* **TEXT SECTION**
[Start of Attachment]
Texas is known as an “income cap” state.  So what is an income cap state?

In those states, Medicaid eligibility is not allowed if the nursing home resident’s income exceeds $2,022 per month for 2009. This amount increases every year.

Let me give you a quick example.  Hilda has total income of $2,500 per month and is trying to qualify for Medicaid.  She is allowed a $140 deduction for her insurance premiums and $60 for personal needs allowance. She is left with $2,302 per month. Since Texas is an income-cap state-they would say that’s too much income to qualify for Medicaid. Hilda can only have 2,022 per month or she would be ineligible.

But there is a way to fix that and it’s called a “Miller Trust.”  Miller Trust just refers to the case from Colorado that brought about this type of trust. It’s really called a “Qualified Income Trust.”  This trust is a way for Medicaid to ignore the fact that Hilda had too much income. They will allow her to put all of her income into a Trust and she can still keep $60 for personal needs and still pay the $140 premium to her insurance and the rest will go to the nursing home as her “applied income” amount.  

She must set up an actual trust document, and establish a bank account in the name of the trust where all of her income goes each month and where all income is paid out in the same  month for tracking purposes.

So if your loved one has more than $2,022 in Texas this is the way that that problem gets fixed.  Now Miller Trusts are very complex documents, so they have to be set up just right and once they are set up there are very specific rules about exactly how, and more importantly when money is paid in and out of the account.

Most states require the state to be named as the remainder beneficiary of any funds remaining in the Miller Trust at the time of death. In general there should not be much in there, because it should only be monthly income that goes into the account and is paid out to the nursing home in the same month. Now again remember that your loved one will have to pay excess income to the nursing home and Medicaid will then makes up the difference.
[End of Attachment]
* **Records from a collection**
[Start of Attachment]
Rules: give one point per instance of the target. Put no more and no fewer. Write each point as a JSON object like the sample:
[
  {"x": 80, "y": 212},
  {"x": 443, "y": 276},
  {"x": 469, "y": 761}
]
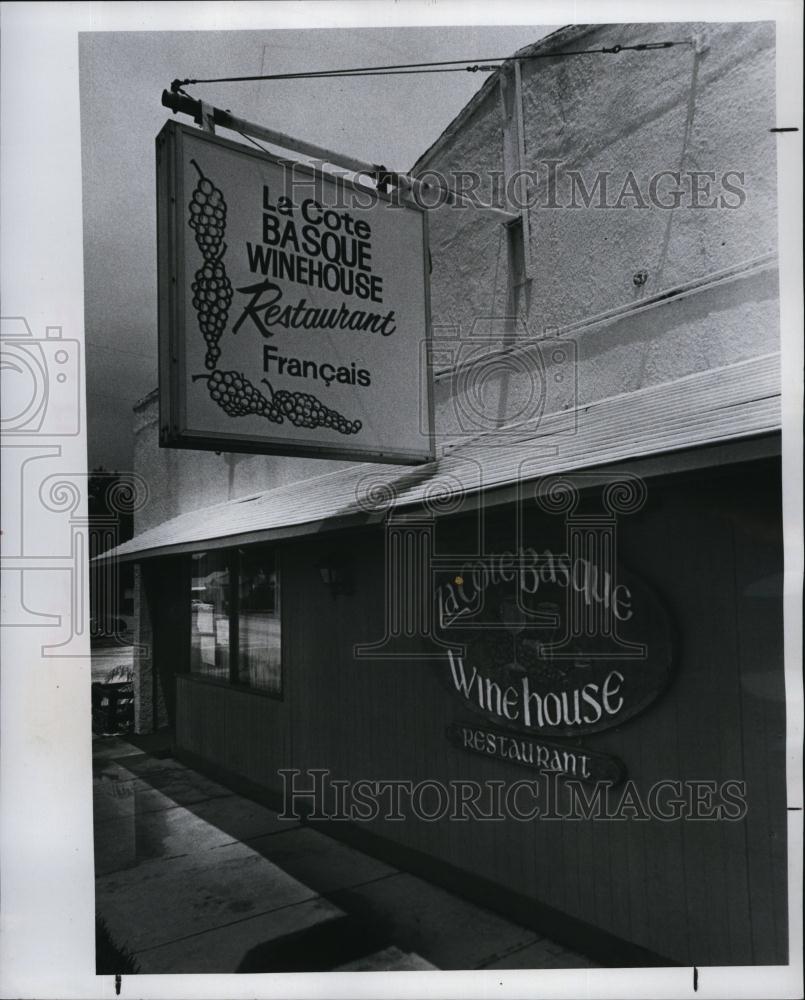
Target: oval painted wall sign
[End of Attachment]
Write out the part of the Medicaid text from "In those states, Medicaid" up to and including "would be ineligible.".

* **SOLVED PROBLEM**
In those states, Medicaid eligibility is not allowed if the nursing home resident’s income exceeds $2,022 per month for 2009. This amount increases every year.

Let me give you a quick example.  Hilda has total income of $2,500 per month and is trying to qualify for Medicaid.  She is allowed a $140 deduction for her insurance premiums and $60 for personal needs allowance. She is left with $2,302 per month. Since Texas is an income-cap state-they would say that’s too much income to qualify for Medicaid. Hilda can only have 2,022 per month or she would be ineligible.